▸ **Extracted text**:
+-------+

Selpercatinib doubled progression-free survival, increased response rate, and delayed pulmonary and physical deterioration in RET fusion-positive NSCLC.
RET gene fusions, when present, are potential targets in patients with positive non-small cell lung cancer (NSCLC). Based on the results of KEYNOTE-189 (NCT02578680), the current standard for treatment of patients with RET fusion-positive NSCLC (without EGFR-mutation or ALK-rearrangement) is a platinum, pemetrexed, pembrolizumab combination [1]. Recently, the single-arm phase 1/2 LIBRETTO-001 (NCT03157128) showed strong clinical activity of selpercatinib, a selective RET inhibitor, in patients with RET fusion-positive NSCLC [2].

+-------+

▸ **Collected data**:
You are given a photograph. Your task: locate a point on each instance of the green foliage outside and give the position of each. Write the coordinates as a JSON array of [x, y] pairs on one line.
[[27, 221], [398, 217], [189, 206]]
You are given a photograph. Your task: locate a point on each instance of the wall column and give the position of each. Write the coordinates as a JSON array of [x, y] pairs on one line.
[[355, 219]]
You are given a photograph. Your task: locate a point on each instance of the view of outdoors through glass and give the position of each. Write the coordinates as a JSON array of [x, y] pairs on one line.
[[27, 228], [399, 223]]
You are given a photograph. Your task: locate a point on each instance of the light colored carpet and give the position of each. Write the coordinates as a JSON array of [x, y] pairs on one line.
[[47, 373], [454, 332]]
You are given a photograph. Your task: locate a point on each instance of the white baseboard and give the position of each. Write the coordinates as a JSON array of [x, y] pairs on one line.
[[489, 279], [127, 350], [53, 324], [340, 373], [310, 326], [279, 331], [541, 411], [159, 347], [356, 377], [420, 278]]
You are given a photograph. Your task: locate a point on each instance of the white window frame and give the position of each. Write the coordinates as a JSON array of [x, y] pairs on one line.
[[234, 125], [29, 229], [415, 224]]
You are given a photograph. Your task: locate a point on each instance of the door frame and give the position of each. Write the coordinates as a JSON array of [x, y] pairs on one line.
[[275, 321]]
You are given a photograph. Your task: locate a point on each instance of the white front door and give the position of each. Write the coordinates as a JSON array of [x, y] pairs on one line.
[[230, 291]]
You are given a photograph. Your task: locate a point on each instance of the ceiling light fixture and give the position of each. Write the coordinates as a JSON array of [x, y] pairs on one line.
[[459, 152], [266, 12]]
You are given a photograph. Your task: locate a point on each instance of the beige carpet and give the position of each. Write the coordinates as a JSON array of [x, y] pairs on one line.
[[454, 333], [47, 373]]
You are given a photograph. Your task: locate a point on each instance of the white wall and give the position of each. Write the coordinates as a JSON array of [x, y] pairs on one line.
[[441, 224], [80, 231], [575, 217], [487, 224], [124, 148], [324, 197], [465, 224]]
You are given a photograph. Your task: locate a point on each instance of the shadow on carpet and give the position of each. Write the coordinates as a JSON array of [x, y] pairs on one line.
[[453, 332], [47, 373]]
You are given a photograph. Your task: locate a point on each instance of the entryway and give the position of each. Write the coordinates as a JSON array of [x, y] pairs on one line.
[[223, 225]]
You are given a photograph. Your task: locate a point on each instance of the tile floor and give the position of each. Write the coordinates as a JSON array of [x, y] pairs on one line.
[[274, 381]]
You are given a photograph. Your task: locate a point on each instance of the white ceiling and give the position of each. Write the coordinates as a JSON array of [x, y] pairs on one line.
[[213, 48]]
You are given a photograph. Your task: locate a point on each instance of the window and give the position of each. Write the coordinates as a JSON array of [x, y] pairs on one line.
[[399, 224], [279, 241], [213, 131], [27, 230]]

+-------+

▸ **Apply what you read**:
A) Return the selpercatinib passage word for word from "Selpercatinib doubled progression-free" to "fusion-positive NSCLC [2].".
B) Write the next part of the selpercatinib passage, picking up after its last sentence.

▸ **Results in order**:
A)
Selpercatinib doubled progression-free survival, increased response rate, and delayed pulmonary and physical deterioration in RET fusion-positive NSCLC.
RET gene fusions, when present, are potential targets in patients with positive non-small cell lung cancer (NSCLC). Based on the results of KEYNOTE-189 (NCT02578680), the current standard for treatment of patients with RET fusion-positive NSCLC (without EGFR-mutation or ALK-rearrangement) is a platinum, pemetrexed, pembrolizumab combination [1]. Recently, the single-arm phase 1/2 LIBRETTO-001 (NCT03157128) showed strong clinical activity of selpercatinib, a selective RET inhibitor, in patients with RET fusion-positive NSCLC [2].

B)
To further explore the clinical potential of selpercatinib, the randomized phase 3 LIBRETTO-431 (NCT04194944) compared the clinical efficacy and safety of selpercatinib with the standard of care. The study enrolled 261 participants with confirmed RET fusion-positive NSCLC, of whom 159 were assigned to receive selpercatinib and 102 to the standard of care (platinum, pemetrexed, pembrolizumab). Dr. Herbert Ho Fung Loong (Chinese University of Hong Kong, China) presented the interim results for progression-free survival (PFS), as the primary endpoint of the study [3].
At a median follow-up of approximately 19 months, selpercatinib demonstrated superior median PFS versus standard of care: 24.8 months (95% CI, 16.9-NE) versus 11.2 months (95% CI, 8.8-16.8) (HR, 0.46; 95% CI, 0.31-0.70; P<0.01). The PFS benefit of selpercatinib was observed in all prespecified subgroups. Selpercatinib significantly increased overall response rate (83.7% vs 65.1%), median duration of response (24.2 months vs 11.5 months), intracranial response rate (82.4% vs 58.3%), intracranial complete response rate (35.3% vs 16.7%), and median intracranial PFS (16.1 months vs 10.4%).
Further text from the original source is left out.